··· SOURCE ···

# Liquid Sodium Chloride / salt brine



## grassguy123 (Jan 4, 2010)

Im not sure which its called or what is the difference but i read the spray liquid salt brine is more efficient that spreading bulk salt in parking lots. I do have 2 375 gallon water tanks to store the liquid in my truck but the question is:

How much liquid will I go through on 1 application of salt?

I read in a post that you should spray 75 gallons per 1 acre parking lot. I have 15 parking lots that total about 14 acres. That means i would need 1050 gallons per application. That just seems like a whole lot to me. Thats 8000 lbs in my truck when normally 4000lbs of rock salt is plenty.

Is 75 gallons per acre accurate?


----------



## leon (Nov 18, 2008)

*deicing*

You need a saline refractometer 
to assure you have a twenty three percent brine
solution.

the coverage issue is one of nozzle selection assuring you have the right 
type of nozzles and the proper boom size.


----------



## grassguy123 (Jan 4, 2010)

so what if i had the right nozzle and right mixure. how many gallons should i spray per acre?


----------



## Kubota 8540 (Sep 25, 2009)

grassguy123;1313106 said:


> so what if i had the right nozzle and right mixure. how many gallons should i spray per acre?


75 gallons would be average. Sometimes more sometimes less. 14 acre = 1,050 gallon average. 1,050 gallon salt brine x 10.66 pounds per gallon =11,193 pounds of salt brine.

11,193 pounds of salt brine at approx .10 / gallon = $105 Figuring salt at $80/ton you would need approx 5 ton to treat 14 acres at a cost of $400

Numbers are approx and rounded for ease of calculating.

I spray a 90/10 mix of salt brine / calcium chloride. I like how it reacts better.


----------



## Plow man Foster (Dec 10, 2010)

There are also times you are going to spray less or spray more. But to be honest with you New operators fall into that category or spraying too much or not spraying enough. But this all depends on your setup. 

a buddy of mine gave me his numbers of how much brine he went through in one season, how many times they went out, and all the locations they sprayed. And We found out his guys Must of been putting out over 300 gallons at one gas station that should of been no more that 150 TOPS! 

So what it comes down to is how experienced you are and how clean you can get the pavement with your plow.


----------

···

● WHAT IS BEING ASKED:
Answer these questions using the salt brine thread:
(a) What percentage of brine solution does leon say a saline refractometer helps assure?
(b) What mix does Kubota 8540 say they spray?
(c) How many gallons were the buddy's crew putting out at one gas station, according to Plow man Foster?
The material that comes next has no connection to the salt brine thread.

··· EXTRACTED DATA ···

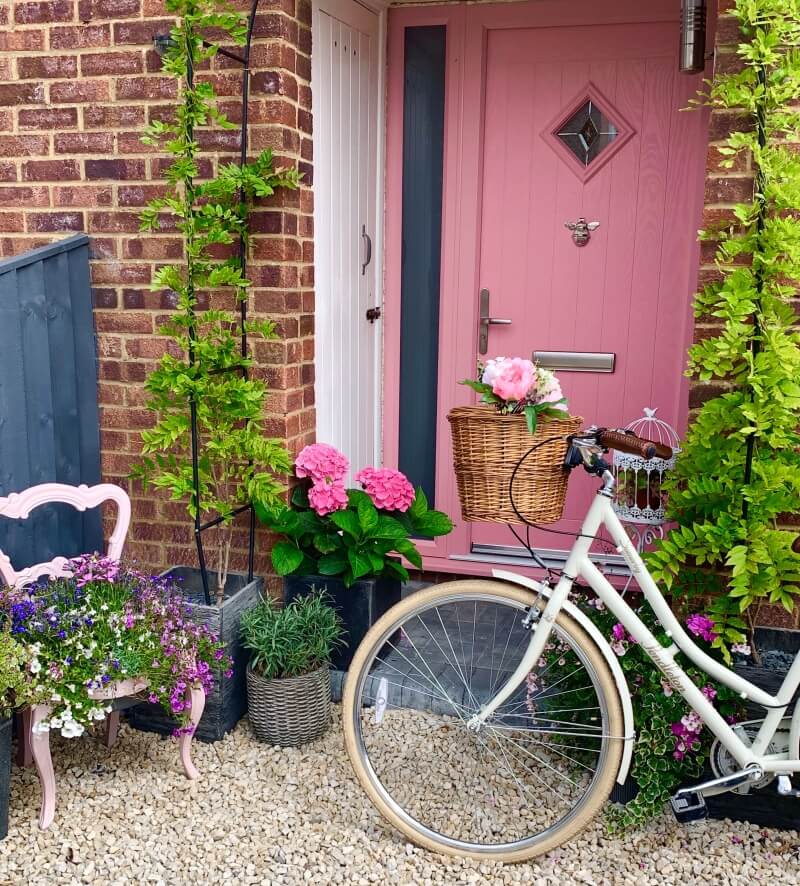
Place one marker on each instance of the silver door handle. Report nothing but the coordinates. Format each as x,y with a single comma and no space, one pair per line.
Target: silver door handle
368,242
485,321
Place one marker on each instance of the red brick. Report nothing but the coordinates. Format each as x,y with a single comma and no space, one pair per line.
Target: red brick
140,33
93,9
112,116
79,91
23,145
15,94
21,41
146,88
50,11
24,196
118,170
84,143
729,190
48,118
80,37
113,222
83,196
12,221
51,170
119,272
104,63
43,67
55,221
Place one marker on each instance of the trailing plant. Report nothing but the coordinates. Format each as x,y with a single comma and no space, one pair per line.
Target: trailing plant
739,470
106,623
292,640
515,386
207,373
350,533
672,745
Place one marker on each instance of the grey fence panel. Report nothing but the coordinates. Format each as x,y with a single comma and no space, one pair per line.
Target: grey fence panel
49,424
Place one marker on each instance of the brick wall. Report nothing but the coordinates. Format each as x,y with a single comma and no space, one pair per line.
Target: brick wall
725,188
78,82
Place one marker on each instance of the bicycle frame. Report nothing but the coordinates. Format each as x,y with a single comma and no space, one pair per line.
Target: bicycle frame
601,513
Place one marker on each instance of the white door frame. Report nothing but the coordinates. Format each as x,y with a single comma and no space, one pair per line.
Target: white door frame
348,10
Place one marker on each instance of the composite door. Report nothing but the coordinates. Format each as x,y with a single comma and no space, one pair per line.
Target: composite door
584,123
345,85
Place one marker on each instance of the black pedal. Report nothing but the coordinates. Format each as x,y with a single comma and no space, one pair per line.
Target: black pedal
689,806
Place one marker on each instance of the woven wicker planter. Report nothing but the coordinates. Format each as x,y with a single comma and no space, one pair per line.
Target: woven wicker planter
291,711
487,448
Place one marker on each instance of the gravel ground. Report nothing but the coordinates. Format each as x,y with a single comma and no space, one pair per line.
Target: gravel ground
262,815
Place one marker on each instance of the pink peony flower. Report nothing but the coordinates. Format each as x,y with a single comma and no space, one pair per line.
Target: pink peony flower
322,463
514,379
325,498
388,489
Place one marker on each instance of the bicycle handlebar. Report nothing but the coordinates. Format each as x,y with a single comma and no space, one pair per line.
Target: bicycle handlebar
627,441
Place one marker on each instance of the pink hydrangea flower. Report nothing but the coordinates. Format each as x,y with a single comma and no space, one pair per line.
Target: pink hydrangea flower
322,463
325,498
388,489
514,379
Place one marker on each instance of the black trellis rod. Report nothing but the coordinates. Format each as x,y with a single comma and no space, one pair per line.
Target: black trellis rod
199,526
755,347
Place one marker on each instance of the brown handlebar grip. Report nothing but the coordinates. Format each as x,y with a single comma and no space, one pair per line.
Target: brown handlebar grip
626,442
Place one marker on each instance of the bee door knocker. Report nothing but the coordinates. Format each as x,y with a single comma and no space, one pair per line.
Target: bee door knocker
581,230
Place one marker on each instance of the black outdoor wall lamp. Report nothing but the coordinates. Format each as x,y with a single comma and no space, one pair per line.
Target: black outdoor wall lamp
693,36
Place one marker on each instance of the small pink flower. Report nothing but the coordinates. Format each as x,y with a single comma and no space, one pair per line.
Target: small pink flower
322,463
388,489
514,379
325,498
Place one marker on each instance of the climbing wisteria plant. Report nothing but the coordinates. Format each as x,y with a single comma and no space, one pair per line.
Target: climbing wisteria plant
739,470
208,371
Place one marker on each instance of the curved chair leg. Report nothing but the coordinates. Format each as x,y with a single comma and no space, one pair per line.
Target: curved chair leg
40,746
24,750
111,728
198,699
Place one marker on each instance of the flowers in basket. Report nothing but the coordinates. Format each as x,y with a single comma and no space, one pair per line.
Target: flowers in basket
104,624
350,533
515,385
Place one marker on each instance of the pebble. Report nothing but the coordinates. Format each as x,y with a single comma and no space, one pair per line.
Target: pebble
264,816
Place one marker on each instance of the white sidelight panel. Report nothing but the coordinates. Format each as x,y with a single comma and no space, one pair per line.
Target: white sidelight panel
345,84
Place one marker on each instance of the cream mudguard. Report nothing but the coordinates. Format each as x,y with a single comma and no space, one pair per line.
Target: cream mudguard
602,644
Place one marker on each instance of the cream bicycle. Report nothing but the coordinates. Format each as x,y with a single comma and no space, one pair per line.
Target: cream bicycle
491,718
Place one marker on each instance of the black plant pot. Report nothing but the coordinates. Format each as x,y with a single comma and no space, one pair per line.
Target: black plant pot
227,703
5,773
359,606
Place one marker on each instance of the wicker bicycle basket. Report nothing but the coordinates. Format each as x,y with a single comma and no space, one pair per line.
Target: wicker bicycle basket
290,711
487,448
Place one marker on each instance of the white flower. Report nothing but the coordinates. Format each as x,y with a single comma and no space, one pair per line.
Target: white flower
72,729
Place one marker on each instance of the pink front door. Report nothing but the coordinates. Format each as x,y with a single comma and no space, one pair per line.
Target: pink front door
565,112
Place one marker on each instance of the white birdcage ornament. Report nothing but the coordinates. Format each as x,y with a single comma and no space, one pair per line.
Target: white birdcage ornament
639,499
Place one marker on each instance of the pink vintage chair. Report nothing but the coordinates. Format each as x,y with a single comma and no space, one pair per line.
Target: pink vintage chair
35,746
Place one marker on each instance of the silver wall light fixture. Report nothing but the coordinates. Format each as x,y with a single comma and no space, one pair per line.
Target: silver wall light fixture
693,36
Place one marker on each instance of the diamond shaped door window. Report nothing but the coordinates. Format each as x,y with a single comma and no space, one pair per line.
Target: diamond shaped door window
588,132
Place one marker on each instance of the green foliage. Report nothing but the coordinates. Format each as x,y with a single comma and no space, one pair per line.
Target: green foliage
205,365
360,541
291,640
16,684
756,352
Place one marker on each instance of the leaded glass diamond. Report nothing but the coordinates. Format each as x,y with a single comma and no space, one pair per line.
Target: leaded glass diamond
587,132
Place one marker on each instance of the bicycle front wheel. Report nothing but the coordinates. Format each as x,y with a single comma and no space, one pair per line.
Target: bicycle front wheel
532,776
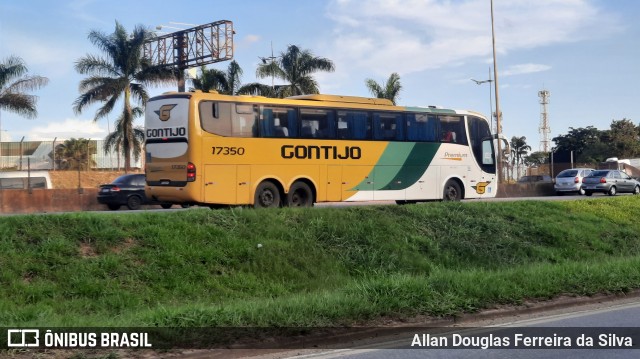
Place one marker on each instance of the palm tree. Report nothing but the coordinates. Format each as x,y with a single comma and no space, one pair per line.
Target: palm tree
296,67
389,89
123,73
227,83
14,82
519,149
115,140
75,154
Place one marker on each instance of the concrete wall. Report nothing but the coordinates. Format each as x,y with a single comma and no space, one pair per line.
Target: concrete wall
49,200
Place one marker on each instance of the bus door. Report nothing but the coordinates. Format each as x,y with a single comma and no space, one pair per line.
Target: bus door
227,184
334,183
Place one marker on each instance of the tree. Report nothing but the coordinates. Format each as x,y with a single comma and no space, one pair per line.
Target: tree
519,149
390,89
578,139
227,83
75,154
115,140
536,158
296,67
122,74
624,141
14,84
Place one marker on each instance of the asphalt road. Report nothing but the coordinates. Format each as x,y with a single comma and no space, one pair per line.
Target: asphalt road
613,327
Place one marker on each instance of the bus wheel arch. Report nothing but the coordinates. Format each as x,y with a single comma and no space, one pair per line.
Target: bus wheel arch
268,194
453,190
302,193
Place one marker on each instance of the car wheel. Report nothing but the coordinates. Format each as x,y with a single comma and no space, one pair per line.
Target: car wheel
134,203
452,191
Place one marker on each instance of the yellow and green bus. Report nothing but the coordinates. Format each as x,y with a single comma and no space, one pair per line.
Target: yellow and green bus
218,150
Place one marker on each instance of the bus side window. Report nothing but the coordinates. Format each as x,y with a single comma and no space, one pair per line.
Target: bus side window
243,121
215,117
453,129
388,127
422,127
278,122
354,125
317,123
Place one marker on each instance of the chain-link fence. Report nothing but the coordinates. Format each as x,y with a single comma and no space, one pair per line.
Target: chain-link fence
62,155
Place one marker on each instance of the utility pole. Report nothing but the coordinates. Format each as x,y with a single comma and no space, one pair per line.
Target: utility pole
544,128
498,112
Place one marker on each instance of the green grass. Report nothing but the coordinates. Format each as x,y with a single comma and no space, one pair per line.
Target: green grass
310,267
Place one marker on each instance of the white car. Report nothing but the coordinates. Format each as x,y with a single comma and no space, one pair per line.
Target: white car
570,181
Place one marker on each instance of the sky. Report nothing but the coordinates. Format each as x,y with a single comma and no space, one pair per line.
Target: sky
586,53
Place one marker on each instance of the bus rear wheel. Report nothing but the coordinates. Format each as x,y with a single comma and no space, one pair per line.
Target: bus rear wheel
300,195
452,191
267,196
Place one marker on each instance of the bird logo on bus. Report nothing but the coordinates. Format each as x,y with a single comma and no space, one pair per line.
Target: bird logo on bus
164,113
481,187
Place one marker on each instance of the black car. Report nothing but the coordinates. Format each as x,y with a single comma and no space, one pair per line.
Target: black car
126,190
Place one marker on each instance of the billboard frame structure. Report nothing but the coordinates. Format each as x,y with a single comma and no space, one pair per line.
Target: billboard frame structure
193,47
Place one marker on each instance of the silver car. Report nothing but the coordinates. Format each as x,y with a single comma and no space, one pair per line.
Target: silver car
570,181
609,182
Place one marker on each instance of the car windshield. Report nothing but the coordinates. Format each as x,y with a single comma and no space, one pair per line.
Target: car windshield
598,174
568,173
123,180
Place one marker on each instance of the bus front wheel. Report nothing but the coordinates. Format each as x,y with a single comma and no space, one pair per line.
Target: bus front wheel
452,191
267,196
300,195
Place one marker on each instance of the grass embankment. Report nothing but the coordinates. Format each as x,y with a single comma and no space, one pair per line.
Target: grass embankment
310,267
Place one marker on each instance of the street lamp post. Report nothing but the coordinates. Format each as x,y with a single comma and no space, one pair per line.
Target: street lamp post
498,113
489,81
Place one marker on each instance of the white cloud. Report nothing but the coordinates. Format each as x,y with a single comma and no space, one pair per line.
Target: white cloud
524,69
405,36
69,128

···
··· EXTRACTED DATA ···

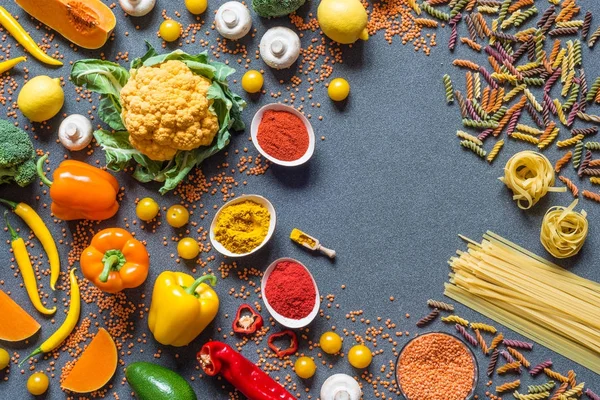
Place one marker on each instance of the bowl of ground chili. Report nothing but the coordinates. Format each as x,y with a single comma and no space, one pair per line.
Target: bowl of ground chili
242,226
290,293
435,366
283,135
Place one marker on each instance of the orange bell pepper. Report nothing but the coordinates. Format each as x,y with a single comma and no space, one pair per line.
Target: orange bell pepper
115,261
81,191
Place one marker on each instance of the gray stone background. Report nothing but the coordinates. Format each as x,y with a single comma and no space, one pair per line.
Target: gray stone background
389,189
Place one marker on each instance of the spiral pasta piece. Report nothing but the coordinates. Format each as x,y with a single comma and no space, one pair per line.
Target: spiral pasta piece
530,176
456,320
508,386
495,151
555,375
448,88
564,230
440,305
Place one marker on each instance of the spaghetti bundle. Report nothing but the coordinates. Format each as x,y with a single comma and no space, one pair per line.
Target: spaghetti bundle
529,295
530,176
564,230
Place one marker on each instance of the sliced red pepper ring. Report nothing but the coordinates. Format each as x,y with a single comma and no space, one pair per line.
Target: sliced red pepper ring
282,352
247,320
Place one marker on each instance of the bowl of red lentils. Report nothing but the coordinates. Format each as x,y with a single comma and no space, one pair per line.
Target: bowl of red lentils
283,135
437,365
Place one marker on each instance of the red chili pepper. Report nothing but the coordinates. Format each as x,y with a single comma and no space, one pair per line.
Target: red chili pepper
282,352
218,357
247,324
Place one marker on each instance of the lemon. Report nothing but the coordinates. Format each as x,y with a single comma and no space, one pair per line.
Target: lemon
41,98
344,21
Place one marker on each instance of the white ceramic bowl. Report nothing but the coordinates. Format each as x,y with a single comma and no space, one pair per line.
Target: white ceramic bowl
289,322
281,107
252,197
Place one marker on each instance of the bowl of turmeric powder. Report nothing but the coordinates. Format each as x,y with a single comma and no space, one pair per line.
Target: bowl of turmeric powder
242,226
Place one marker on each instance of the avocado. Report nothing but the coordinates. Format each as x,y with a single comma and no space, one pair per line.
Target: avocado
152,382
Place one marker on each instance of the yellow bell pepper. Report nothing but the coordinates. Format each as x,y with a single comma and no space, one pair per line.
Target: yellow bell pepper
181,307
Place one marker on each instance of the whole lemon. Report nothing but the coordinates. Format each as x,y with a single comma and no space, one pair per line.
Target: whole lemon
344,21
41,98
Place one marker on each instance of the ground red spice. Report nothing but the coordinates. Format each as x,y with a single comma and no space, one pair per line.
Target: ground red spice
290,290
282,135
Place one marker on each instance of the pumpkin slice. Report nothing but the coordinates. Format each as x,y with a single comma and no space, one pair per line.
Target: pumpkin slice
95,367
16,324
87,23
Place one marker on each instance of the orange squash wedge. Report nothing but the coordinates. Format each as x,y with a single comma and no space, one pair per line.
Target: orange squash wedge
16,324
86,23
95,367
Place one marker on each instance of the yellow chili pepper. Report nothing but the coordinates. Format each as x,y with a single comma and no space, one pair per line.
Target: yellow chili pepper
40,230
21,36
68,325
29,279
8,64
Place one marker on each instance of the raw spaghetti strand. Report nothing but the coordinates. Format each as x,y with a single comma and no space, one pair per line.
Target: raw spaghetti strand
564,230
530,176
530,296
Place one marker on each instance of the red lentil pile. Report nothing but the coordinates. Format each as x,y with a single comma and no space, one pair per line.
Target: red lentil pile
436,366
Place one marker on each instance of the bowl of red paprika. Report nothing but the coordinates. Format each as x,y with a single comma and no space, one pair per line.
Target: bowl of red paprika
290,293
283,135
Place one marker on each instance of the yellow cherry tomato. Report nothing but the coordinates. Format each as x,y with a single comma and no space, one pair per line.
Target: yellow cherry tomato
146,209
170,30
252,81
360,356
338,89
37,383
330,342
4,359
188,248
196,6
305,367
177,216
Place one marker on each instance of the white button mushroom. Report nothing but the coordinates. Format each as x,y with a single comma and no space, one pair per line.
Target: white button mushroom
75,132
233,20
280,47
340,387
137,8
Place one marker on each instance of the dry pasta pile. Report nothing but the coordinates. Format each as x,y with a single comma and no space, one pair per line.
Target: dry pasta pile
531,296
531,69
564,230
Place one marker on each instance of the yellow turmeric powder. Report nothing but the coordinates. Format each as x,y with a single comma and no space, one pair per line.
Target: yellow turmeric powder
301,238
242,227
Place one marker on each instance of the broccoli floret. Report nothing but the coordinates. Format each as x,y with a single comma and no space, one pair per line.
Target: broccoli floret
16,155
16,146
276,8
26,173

···

● ANSWER TO THIS TASK:
(a) Twenty-three percent.
(b) A 90/10 mix of salt brine and calcium chloride.
(c) Over 300 gallons.